**What to produce**.
Can you retype the entries word for word, starting at the line that contains "mark: the innermost point of each instance of the checkered" and continuing through the final line of the entries, with both of those lines included?

-----

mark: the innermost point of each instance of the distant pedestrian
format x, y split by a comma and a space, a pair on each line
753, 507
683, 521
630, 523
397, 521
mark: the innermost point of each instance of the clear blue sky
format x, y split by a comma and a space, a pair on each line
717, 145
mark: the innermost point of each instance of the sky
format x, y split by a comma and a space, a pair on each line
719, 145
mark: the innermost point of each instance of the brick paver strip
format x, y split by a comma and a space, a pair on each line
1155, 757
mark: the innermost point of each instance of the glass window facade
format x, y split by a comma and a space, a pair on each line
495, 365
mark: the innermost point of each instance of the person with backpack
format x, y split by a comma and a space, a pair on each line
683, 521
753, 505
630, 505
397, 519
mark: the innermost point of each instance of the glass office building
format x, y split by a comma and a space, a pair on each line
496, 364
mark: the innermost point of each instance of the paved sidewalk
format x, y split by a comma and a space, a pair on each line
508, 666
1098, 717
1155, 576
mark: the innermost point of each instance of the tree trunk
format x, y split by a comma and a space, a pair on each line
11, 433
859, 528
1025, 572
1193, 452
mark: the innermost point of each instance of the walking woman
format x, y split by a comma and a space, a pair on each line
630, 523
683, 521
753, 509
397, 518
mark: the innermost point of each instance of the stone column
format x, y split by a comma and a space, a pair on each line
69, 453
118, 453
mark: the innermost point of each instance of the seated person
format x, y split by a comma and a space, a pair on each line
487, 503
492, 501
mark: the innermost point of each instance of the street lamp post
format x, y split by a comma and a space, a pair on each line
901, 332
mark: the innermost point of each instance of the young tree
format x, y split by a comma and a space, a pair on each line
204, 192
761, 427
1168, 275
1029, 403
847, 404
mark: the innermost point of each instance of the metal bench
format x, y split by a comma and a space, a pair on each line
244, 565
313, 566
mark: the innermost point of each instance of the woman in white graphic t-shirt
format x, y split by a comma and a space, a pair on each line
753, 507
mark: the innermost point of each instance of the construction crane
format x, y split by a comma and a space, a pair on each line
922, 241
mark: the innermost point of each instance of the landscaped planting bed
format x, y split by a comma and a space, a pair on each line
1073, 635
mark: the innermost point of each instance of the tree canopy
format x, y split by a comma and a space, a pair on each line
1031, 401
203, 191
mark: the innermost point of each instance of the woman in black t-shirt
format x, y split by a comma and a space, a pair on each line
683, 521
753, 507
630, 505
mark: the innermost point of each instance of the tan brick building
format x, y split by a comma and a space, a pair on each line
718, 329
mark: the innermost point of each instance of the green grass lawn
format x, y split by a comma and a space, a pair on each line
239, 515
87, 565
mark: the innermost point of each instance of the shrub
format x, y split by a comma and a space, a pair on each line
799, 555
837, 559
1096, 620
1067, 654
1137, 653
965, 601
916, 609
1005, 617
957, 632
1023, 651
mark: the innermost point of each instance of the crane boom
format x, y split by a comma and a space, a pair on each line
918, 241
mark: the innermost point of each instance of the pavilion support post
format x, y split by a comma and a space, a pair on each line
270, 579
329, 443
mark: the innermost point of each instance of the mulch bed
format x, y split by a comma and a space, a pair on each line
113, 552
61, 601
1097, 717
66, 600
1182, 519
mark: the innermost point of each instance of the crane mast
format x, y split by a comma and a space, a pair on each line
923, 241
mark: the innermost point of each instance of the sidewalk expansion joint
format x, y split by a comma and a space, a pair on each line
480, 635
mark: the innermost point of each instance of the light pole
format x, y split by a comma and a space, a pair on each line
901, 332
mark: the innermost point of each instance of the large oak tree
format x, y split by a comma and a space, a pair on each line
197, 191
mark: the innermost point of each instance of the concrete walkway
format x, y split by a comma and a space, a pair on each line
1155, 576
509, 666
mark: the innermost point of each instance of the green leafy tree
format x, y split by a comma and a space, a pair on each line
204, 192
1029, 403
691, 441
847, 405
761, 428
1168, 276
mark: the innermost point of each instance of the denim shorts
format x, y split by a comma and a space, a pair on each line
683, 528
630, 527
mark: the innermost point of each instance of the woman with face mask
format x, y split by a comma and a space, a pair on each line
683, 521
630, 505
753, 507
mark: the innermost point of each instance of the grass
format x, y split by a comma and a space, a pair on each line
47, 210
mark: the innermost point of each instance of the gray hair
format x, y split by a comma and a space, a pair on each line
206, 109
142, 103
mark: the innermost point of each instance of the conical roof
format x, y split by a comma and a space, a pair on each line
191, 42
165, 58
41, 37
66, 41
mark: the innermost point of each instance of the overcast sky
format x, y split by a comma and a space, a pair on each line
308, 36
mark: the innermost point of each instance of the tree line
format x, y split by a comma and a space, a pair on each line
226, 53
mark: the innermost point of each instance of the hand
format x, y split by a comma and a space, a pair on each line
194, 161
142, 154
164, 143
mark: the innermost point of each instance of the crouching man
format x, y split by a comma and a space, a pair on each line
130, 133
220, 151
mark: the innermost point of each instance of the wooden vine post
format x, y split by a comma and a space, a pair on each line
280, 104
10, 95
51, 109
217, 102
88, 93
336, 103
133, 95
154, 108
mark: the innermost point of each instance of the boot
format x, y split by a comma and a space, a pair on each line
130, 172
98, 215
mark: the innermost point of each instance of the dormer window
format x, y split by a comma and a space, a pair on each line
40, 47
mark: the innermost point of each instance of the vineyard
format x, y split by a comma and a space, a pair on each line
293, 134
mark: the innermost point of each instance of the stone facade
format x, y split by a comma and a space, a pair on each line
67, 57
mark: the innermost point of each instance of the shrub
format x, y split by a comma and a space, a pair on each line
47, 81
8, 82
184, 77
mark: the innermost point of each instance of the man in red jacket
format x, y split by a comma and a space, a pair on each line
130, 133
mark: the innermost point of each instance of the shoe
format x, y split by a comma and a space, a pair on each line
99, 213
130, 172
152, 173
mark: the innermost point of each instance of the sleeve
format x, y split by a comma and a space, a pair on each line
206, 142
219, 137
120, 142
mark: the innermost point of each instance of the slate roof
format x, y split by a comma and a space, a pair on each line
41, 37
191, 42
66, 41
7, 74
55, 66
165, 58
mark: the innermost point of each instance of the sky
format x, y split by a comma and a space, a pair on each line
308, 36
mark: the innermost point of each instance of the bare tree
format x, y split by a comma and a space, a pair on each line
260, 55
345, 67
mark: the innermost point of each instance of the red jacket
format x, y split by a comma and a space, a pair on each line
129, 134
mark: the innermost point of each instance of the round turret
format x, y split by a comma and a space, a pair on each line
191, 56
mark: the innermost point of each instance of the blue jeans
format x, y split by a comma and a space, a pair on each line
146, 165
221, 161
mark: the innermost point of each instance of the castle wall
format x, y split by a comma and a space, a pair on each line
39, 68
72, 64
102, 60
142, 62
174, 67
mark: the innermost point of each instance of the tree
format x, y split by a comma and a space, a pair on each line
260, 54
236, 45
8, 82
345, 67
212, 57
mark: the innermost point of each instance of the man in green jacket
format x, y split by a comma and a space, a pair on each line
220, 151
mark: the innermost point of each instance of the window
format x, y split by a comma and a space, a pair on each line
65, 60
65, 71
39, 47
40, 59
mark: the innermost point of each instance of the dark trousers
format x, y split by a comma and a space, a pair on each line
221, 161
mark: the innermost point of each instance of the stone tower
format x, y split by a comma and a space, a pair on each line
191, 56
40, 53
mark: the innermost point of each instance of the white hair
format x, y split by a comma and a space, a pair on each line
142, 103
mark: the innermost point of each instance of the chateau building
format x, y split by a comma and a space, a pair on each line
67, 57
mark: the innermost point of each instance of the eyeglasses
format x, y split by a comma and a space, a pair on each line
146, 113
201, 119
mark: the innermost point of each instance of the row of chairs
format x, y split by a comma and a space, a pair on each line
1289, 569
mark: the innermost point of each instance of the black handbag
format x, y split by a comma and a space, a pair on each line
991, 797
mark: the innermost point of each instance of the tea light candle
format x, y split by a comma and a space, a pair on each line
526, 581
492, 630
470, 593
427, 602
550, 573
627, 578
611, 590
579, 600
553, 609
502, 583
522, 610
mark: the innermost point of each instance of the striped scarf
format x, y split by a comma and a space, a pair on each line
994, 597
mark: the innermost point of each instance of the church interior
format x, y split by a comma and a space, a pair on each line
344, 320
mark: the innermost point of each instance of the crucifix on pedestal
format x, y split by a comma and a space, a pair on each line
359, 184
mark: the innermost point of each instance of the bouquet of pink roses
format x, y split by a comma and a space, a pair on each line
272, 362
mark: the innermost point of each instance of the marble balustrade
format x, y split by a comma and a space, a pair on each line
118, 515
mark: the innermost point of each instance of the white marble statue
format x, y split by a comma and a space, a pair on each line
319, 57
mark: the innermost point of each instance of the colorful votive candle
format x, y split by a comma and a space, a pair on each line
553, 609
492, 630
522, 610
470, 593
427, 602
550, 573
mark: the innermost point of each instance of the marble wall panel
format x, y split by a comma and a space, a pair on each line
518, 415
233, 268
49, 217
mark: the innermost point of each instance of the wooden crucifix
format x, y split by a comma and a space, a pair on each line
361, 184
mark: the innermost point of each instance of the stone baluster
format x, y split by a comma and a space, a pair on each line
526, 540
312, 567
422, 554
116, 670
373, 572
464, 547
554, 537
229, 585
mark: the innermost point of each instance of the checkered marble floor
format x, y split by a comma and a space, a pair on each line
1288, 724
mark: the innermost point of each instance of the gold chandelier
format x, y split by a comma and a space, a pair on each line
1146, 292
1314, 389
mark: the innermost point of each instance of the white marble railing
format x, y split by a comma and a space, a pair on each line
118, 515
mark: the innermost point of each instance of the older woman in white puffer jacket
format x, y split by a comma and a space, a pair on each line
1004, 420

-----

**Problem solution**.
mark: the innermost point of each instance of the checkered marble floor
format x, y split by a comma and a space, a pair on each line
1288, 724
mark: the innermost point of each instance of the gold chandelier
format x, y split by a comma and a space, a pair on each line
1146, 292
1314, 389
mark: the innermost point of each instance of the white marble railing
format x, y split by a comma and a space, a pair on each line
118, 515
mark: the innermost point of each instance of the older woman in white puffer jacket
format x, y split by a comma and a space, a pair on each line
1004, 420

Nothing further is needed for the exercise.